[Extracted records]

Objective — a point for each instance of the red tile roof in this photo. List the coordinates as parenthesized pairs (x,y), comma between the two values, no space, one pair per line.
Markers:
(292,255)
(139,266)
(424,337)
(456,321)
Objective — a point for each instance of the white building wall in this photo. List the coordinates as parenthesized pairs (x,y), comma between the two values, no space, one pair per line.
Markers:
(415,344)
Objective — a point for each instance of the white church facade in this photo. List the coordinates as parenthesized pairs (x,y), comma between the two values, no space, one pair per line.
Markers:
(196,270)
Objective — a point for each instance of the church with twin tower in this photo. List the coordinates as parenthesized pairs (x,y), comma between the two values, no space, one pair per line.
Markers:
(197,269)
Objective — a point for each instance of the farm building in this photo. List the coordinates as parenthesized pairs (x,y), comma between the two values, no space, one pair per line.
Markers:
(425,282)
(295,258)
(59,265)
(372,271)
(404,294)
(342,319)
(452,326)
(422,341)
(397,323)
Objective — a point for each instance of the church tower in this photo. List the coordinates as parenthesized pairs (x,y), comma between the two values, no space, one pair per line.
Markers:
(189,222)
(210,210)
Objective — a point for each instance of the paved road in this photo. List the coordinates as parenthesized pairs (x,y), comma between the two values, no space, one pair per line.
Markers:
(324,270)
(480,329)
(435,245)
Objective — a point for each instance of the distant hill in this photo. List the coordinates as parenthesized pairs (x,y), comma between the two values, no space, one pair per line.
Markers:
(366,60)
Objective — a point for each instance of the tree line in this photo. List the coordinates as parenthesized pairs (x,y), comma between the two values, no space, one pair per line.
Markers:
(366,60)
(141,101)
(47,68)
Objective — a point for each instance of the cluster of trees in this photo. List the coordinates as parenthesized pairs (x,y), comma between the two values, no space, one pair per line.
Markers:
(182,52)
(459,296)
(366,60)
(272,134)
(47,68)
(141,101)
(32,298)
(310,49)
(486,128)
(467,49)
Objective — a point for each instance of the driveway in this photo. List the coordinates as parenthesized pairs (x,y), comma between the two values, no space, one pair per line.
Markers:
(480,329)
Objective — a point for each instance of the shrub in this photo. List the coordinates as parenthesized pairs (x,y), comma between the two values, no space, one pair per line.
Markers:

--- Work task ---
All that is wanted is the line with "Objective — a point for each instance of the cluster" and every later line in the entries, reproduced exactly.

--- Output for this task ---
Objective — a point for each instance of the cluster of trees in this photo. List the coordinates as parenthesized pairs (x,y), comma between the two values, no space, one pair per line.
Markers:
(182,52)
(459,296)
(366,60)
(272,134)
(47,68)
(141,101)
(32,298)
(310,49)
(486,128)
(467,49)
Objective — a point for each instance of the driveway in this photo. List the coordinates as parenthesized pairs (x,y), comma between the two values, no space, one pair per line.
Markers:
(480,329)
Objective — a point for each instance of the shrub in this photo. List the coordinates as parenthesized pairs (x,y), comma between the two values, no space, one pair per line.
Markers:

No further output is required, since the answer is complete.